> [What to do] Please rewrite the items below with every "Query" changed to "Target", keeping everything else the same.

> [Information provided]
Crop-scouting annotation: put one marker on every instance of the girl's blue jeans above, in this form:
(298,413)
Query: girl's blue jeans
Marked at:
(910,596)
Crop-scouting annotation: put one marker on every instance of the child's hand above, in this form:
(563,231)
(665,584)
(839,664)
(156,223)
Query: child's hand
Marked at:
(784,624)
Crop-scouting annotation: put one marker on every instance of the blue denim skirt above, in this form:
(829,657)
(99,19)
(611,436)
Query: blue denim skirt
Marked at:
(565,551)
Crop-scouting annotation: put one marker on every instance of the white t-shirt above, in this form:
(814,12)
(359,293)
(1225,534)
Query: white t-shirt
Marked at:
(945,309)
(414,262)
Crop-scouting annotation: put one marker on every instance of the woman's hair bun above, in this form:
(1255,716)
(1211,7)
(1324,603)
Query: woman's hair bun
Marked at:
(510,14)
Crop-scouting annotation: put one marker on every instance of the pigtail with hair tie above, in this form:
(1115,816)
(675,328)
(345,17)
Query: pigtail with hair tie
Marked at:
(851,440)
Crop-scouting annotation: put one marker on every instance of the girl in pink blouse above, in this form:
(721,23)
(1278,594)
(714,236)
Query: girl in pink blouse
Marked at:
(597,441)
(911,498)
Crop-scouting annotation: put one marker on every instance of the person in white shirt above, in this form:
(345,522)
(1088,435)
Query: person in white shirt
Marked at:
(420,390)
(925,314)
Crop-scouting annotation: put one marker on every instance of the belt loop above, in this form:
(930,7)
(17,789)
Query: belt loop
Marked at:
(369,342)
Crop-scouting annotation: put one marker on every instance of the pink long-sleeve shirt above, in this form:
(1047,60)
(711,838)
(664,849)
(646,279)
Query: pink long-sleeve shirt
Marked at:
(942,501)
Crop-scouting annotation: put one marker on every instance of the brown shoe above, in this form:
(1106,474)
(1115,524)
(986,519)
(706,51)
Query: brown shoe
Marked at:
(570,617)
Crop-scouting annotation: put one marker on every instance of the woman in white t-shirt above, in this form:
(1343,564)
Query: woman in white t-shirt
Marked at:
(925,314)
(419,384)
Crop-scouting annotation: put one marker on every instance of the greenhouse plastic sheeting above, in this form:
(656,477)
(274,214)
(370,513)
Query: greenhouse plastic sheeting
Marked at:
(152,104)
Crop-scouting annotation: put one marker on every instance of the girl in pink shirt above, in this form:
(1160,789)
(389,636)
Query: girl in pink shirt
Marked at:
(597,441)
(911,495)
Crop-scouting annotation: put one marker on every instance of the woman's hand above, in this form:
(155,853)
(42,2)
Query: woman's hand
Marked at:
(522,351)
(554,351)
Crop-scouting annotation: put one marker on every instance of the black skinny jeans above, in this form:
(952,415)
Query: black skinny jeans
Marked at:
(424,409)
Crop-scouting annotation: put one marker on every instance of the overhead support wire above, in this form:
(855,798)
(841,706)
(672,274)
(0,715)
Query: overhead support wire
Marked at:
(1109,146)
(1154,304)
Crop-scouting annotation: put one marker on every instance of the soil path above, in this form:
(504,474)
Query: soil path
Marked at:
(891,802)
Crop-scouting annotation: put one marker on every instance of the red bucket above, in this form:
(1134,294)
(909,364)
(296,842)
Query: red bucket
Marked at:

> [The answer]
Crop-scouting annotation: put one marker on every instance of the girl's blue jeans above, in this form:
(298,413)
Target: girl's blue jeans
Marked at:
(910,596)
Crop-scouting annotation: put one marker on every instance of the child's hand above, in this form:
(563,231)
(665,584)
(839,664)
(156,223)
Target: child's hand
Marked at:
(784,624)
Crop-scouting annotation: put one marker on every instance of the blue denim skirt above, in this form:
(829,657)
(99,19)
(611,436)
Target: blue denim skirt
Marked at:
(565,551)
Crop-scouting annotation: put one marker on every instance of the white t-shirt above, in this form:
(814,12)
(359,293)
(1225,534)
Target: white t-shirt
Marked at:
(945,309)
(414,262)
Crop-scouting annotation: put one marker on every instance of the woman's hair bun above, in this form:
(1255,716)
(1211,7)
(1324,603)
Target: woman's hair bun
Marked at:
(510,14)
Crop-scouting annotation: put one marker on every instance of the pigtail with hair tie above, in this form:
(1115,816)
(675,328)
(345,17)
Target: pigtail with hair tie
Marked at:
(851,440)
Crop-scouting annotation: put one marker on every instance of the girl in pink blouse above, in this form:
(721,23)
(1278,594)
(714,236)
Target: girl in pink blouse
Marked at:
(597,441)
(911,498)
Crop-scouting annotation: put one marker on every instance of the person in white shirt above, in this form:
(345,522)
(1088,435)
Target: person in white shirt
Marked at:
(420,390)
(925,314)
Crop-scouting annotation: put one marker on every instance of the belt loop above, in this form:
(930,7)
(17,789)
Target: belt loop
Marked at:
(369,342)
Crop-scouting annotation: put one marker on every instance of the pink long-sleeve shirt above, in this form:
(1047,60)
(711,838)
(664,849)
(646,279)
Target: pink long-sleeve shirt
Marked at:
(942,501)
Crop-scouting annotation: put one marker on every instance of the brown shoe above, in this form:
(1106,474)
(1115,524)
(986,519)
(706,51)
Target: brown shoe
Marked at:
(570,617)
Crop-scouting annotation: put one marker on every instance of the woman in white t-shirt above, in this form:
(1343,564)
Target: woman in white t-shirt
Marked at:
(925,314)
(419,384)
Crop-scouting annotation: put one marker on every instance of the greenhouse plastic sheeting above, in this form:
(656,477)
(274,214)
(370,513)
Target: greenhouse plastic sheeting
Marked at:
(152,104)
Crop-scouting annotation: put one marker on every instance of the girl in pink shirt above, in this form:
(1160,789)
(389,636)
Target: girl in pink shirt
Marked at:
(597,441)
(911,495)
Crop-scouting annotation: put one marker on every instance of the woman's hand above, in this form:
(155,853)
(42,2)
Target: woman's hand
Marked at:
(522,351)
(554,351)
Crop-scouting annotation: put one marker on every instance of the black skinny jeans above, in this form:
(952,415)
Target: black skinny jeans
Marked at:
(424,409)
Crop-scouting annotation: put one marker on every instance of the overhead support wire above, in this form:
(855,798)
(841,706)
(672,274)
(0,715)
Target: overhead support wire
Marked at:
(1109,146)
(1154,304)
Crop-scouting annotation: put one marker on every instance of the soil path above, in this form:
(504,474)
Target: soil path
Marked at:
(891,802)
Crop-scouting annotation: put one marker on every instance of the red bucket above, in this form:
(1134,294)
(909,364)
(296,842)
Target: red bucket
Marked at:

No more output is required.